Set problem 1
Copy the rows below word for word. Begin at the line that contains "Where can the kayak deck" and stop after the line that contains "x=98, y=265".

Passage given

'''

We perform comparisons using concatenation, so strings are easier to work with than integers. For example, 30 becomes "30".
2. Define a custom comparison rule.
For any two strings a and b, compare a + b with b + a.
If a + b > b + a, then a should come before b.
For example:
a = "9"b = "34"
Compare:
"934""349"
Since "934" is larger, "9" comes first.
3. Sort the string array using this custom comparator.
The sorting process repeatedly compares pairs and arranges them so that the final ordering maximizes the concatenated result. 4. Handle the all-zero edge case.
After sorting, if the first element is "0", then every number must be zero.
For example:
- Sorted:
["0","0","0"]
Returning "000" would be incorrect.
Instead, return "0".
5. Concatenate all sorted strings.
Join the strings together to produce the final largest number.
Why it works
The correctness relies on the ordering rule.
For any two elements a and b, placing them in the order that maximizes a+b versus b+a ensures the best local arrangement. Since sorting enforces this relationship across all adjacent elements, the final sequence is globally optimal.
In other words, if every neighboring pair is arranged optimally, no swap can further improve the result.
Python Solution
from typing import List
from functools import cmp_to_key
class Solution:
def largestNumber(self, nums: List[int]) -> str:
string_numbers = [str(num) for num in nums]
def compare(a: str, b: str) -> int:
if a + b > b + a:
return -1
if a + b < b + a:
return 1
return 0
string_numbers.sort(key=cmp_to_key(compare))
if string_numbers[0] == "0":
return "0"
return "".join(string_numbers)
The implementation begins by converting every integer into a string because concatenation comparisons are central to the solution.
The compare function defines the custom ordering rule. Instead of comparing numeric values directly, it compares the two possible concatenations:
a + bb + a
If a + b is larger, we return -1 so that Python places a before b during sorting.
Python's built in sorting function expects a key function rather than a comparator. To bridge this gap, we use cmp_to_key, which converts the comparator into a sortable key.
After sorting, we check whether the first element is "0". Since the largest number would always appear first, this condition guarantees that every number is zero.

'''

Source material
'''

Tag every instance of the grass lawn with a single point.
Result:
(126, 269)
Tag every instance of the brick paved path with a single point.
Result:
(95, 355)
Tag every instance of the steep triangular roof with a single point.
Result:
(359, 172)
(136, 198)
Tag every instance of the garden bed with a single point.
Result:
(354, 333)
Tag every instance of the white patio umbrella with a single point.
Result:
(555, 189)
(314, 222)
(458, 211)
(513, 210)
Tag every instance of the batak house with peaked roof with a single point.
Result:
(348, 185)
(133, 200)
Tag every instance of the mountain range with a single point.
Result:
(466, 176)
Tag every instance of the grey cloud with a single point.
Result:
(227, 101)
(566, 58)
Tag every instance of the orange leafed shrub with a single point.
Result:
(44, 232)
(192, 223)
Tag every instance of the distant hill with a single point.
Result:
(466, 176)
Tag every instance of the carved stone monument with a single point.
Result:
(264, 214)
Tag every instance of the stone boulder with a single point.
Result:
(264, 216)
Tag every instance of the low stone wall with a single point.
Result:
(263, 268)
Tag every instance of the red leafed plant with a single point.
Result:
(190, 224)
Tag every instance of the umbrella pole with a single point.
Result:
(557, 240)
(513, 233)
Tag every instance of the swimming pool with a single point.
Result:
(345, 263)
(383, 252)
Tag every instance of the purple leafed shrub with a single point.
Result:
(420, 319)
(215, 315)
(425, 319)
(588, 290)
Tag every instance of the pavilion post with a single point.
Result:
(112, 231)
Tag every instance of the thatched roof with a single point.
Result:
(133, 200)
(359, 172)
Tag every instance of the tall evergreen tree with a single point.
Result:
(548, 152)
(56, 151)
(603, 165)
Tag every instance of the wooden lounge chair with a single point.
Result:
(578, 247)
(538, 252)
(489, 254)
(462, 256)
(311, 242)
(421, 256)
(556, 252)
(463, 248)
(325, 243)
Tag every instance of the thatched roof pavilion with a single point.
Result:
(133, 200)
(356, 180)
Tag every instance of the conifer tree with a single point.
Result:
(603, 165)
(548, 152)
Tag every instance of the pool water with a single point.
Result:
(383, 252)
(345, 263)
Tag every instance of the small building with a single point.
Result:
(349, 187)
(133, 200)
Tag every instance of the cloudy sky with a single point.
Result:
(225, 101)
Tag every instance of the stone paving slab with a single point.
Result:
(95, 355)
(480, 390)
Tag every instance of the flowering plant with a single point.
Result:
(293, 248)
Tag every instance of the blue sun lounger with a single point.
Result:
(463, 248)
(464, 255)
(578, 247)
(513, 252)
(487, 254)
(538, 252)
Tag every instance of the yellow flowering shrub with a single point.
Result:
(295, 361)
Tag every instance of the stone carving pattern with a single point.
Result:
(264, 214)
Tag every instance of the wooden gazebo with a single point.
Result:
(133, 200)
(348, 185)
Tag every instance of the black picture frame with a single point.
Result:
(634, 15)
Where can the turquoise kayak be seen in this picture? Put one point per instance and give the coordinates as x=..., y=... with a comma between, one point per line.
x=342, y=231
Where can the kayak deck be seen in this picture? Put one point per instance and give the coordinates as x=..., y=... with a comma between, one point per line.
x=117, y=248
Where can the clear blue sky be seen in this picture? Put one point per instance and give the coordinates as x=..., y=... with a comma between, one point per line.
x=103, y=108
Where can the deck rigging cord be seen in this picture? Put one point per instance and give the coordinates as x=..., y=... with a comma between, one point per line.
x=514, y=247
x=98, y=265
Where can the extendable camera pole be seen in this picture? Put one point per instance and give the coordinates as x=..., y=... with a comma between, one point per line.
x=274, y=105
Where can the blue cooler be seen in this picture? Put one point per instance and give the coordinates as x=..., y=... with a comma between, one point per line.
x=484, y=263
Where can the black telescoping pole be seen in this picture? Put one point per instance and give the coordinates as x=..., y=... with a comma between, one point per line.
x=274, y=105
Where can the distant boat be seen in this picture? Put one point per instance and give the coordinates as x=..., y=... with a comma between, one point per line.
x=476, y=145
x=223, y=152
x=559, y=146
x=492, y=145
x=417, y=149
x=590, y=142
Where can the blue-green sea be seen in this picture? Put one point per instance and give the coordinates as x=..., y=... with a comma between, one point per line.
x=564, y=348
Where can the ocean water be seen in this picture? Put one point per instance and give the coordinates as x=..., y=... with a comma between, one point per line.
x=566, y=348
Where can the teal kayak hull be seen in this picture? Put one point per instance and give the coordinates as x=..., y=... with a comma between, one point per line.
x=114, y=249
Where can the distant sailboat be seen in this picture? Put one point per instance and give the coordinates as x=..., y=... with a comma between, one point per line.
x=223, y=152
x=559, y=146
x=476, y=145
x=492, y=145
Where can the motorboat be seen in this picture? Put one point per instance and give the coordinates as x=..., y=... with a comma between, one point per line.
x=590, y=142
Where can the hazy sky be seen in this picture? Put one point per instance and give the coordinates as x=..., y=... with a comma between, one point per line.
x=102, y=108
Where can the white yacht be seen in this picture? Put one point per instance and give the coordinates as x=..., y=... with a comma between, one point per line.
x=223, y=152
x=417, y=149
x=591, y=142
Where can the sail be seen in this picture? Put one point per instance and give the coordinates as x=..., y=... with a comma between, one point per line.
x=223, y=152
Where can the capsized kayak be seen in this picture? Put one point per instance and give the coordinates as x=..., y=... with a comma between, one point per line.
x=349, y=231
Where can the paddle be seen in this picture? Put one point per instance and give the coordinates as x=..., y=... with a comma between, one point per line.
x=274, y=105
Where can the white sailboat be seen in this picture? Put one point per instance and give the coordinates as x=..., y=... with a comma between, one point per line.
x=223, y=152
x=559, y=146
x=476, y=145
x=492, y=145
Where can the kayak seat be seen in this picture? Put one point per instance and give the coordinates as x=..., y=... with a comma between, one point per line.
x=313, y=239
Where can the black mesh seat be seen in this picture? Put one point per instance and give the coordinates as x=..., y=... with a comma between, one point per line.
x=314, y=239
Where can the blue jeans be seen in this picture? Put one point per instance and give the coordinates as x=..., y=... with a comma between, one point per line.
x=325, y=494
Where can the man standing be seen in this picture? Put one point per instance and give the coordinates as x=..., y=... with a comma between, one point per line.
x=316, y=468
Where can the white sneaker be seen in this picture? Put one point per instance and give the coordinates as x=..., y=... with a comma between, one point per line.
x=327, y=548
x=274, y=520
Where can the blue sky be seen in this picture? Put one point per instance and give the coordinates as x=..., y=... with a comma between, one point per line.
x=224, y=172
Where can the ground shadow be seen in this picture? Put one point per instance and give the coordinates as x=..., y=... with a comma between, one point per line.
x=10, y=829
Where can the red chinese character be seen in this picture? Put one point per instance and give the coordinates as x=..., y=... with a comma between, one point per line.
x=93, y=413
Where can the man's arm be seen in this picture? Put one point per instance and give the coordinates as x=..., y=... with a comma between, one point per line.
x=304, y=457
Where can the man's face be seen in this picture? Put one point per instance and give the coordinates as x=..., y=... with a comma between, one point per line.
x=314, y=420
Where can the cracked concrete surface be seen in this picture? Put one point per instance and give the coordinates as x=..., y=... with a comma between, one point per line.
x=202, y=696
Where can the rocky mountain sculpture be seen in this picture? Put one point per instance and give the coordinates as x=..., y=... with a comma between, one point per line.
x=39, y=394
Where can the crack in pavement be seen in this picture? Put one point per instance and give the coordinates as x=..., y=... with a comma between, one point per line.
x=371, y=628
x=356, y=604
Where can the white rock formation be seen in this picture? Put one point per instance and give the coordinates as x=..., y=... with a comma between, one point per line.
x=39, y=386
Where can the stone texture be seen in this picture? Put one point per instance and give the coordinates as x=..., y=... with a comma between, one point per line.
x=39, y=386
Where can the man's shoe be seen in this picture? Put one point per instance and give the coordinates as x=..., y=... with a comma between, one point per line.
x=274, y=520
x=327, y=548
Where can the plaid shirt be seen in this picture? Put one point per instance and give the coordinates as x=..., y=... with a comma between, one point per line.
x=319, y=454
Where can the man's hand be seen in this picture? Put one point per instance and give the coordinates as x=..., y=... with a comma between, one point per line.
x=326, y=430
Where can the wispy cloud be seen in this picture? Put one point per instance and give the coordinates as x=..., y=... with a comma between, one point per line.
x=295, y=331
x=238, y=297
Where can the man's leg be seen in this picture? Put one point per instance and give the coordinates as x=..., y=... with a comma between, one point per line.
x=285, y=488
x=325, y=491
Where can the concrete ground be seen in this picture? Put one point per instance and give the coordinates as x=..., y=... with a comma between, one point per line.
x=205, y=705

'''

Set problem 2
List every numbered step heading in the passage on building the largest number, each with its number.

Complete response 1
Where can the kayak deck be seen in this picture? Put one point per instance and give the coordinates as x=..., y=... with a comma between, one point per line.
x=117, y=248
Where can the clear blue sky be seen in this picture? Put one point per instance and give the coordinates as x=..., y=... with a comma between, one point per line.
x=103, y=108
Where can the deck rigging cord be seen in this picture? Put one point per instance and give the coordinates as x=..., y=... with a comma between, one point per line.
x=514, y=247
x=98, y=265

Complete response 2
2. Define a custom comparison rule.
3. Sort the string array using this custom comparator.
4. Handle the all-zero edge case.
5. Concatenate all sorted strings.